-- Begin Passage to read --
Visual Understanding

Module Description

Perform visual-language understanding on images and videos: answer visual questions, describe scenes, extract structured output, and segment videos into shots and analyze each segment separately.

Module ID: visual_understanding

Supported media: image, video

Supported Models (`model_key`)

The module supports the following model_key values:

qwen2.5_vl_3b_instruct - Qwen 2.5 VL 3B instruct (default)
qwen2.5_vl_7b_instruct - Qwen 2.5 VL 7B instruct
qwen3_vl_2b_instruct - Qwen 3 VL 2B instruct
qwen3_vl_2b_thinking - Qwen 3 VL 2B thinking
qwen3_vl_4b_instruct - Qwen 3 VL 4B instruct
qwen3_vl_4b_thinking - Qwen 3 VL 4B thinking
qwen3_vl_8b_instruct - Qwen 3 VL 8B instruct
qwen3_vl_8b_thinking - Qwen 3 VL 8B thinking
smolvlm_instruct - SmolVLM instruct

Notes: - Larger models typically yield stronger results but may increase latency. - “thinking” variants are optimized for deeper reasoning and may behave differently than “instruct”.

Module Parameters

Name	Type	Default	Description
`prompt`	string	`"Describe the content"`	The user prompt to apply to the image/video (or to each shot if shot-detection is enabled).
`model_key`	string	`"qwen2.5_vl_3b_instruct"`	Which VLM to use. See Supported Models above.
`structured_output_schema`	object	`{}`	JSON schema-like object describing the structure you want back. If provided, the module will attempt to return `structured_response` as JSON matching your schema.
`temperature`	number	`0.7`	Sampling temperature (response randomness). Higher = more creative, lower = more deterministic.
-- End Passage to read --
## Goal 1
Copy out the part of the Visual Understanding documentation from "Module Parameters" to "Supported Models above.".
## Goal 2
Summarize the Visual Understanding documentation in two sentences.
## Goal 3
Answer these questions from the Visual Understanding documentation:
(a) Which media types does the module support?
(b) What are the "thinking" model variants optimized for?
(c) What is the default value of the temperature parameter?
-- Begin Material provided --
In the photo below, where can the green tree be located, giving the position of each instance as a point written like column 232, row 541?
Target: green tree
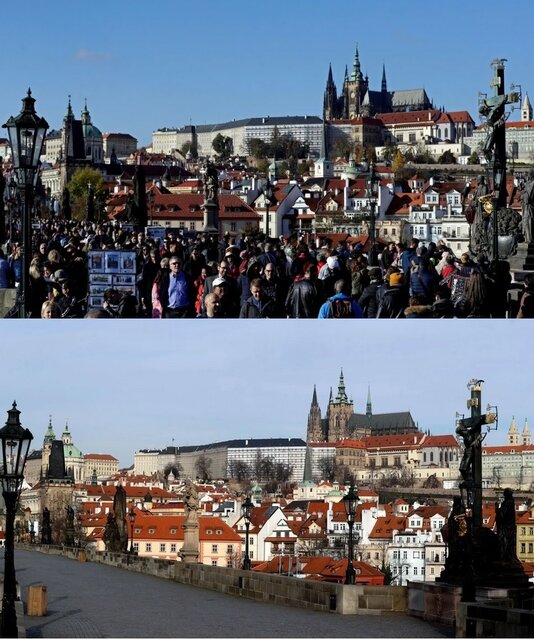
column 223, row 146
column 447, row 157
column 79, row 187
-- End Material provided --
## Exercise solution 1
Module Parameters

Name	Type	Default	Description
`prompt`	string	`"Describe the content"`	The user prompt to apply to the image/video (or to each shot if shot-detection is enabled).
`model_key`	string	`"qwen2.5_vl_3b_instruct"`	Which VLM to use. See Supported Models above.

## Exercise solution 2
The visual_understanding module performs visual-language understanding on images and videos: it answers visual questions, describes scenes, extracts structured output, and segments videos into shots so that each one is analyzed separately. It supports several Qwen 2.5 VL, Qwen 3 VL and SmolVLM models, with qwen2.5_vl_3b_instruct as the default, and it takes parameters for the prompt, the model choice, a structured output schema and the sampling temperature.

## Exercise solution 3
(a) Image and video.
(b) Deeper reasoning.
(c) 0.7.